_WHAT YOU WILL DO_
Each record must be printed again exactly as it appears.

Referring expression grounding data
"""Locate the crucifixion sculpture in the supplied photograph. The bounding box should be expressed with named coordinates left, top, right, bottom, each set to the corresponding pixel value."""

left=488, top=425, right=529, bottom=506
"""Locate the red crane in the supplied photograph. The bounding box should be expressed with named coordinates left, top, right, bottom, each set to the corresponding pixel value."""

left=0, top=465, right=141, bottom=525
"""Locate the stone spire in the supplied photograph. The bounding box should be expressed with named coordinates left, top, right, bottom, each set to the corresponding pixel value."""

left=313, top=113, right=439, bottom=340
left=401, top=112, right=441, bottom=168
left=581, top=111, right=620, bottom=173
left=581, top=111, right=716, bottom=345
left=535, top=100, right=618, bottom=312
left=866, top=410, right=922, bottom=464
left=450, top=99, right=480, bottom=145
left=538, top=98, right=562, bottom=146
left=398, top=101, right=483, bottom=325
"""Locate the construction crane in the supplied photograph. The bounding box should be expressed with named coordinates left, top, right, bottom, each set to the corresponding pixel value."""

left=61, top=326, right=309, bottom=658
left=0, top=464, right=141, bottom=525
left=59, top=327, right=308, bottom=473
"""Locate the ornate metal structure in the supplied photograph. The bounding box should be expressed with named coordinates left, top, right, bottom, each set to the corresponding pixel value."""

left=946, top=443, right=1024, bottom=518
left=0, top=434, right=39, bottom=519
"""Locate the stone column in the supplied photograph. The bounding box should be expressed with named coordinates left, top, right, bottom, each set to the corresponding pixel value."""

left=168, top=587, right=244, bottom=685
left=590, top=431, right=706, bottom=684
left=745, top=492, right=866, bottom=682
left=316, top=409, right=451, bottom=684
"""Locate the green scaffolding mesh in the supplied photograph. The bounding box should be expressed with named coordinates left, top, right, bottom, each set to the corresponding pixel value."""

_RESULT FOR THIS EXERCISE_
"""Locate the crucifixion sculpture in the supplied photograph. The bounding box should be expressed with named coordinates left, top, right, bottom, each set to the corresponding pixel value."""

left=488, top=425, right=529, bottom=506
"""Locate the red crane in the supplied photograph. The bounding box should be expressed with named coordinates left, top, right, bottom, each set to the corresponding pixel value."""

left=0, top=465, right=141, bottom=525
"""Locate the stone spire in the supplied photograph. The bounding box should be expressed with named coordinates left, top, right, bottom, each set to the corresponding pixel value."""

left=313, top=113, right=439, bottom=340
left=401, top=112, right=441, bottom=168
left=581, top=111, right=620, bottom=173
left=581, top=111, right=716, bottom=345
left=535, top=100, right=618, bottom=312
left=866, top=410, right=922, bottom=464
left=450, top=99, right=480, bottom=145
left=538, top=98, right=562, bottom=146
left=398, top=101, right=483, bottom=325
"""Locate the construction crane in the supplied photograph. The bounding box should be expressed with named coordinates left, top, right, bottom, each set to the corresponding pixel value."""

left=61, top=326, right=309, bottom=658
left=0, top=464, right=141, bottom=525
left=59, top=327, right=308, bottom=473
"""Locate the ornate metal structure in the supplied photograph. The bounding box should be expressed with named coordinates left, top, right, bottom, each set to the corresponding pixel value."""

left=946, top=443, right=1024, bottom=518
left=0, top=434, right=39, bottom=519
"""Locate the stone column in the supplied photograph. The bounding box should be expressed with named coordinates left, top, right, bottom, each set to the corresponding pixel value."""

left=168, top=587, right=244, bottom=685
left=590, top=431, right=706, bottom=684
left=745, top=492, right=866, bottom=682
left=316, top=409, right=451, bottom=684
"""Locate the green scaffolding mesh in the supplied photograph. The bounding box should be expressed with named coordinates left, top, right, bottom, each set to the corresponding pixel value."""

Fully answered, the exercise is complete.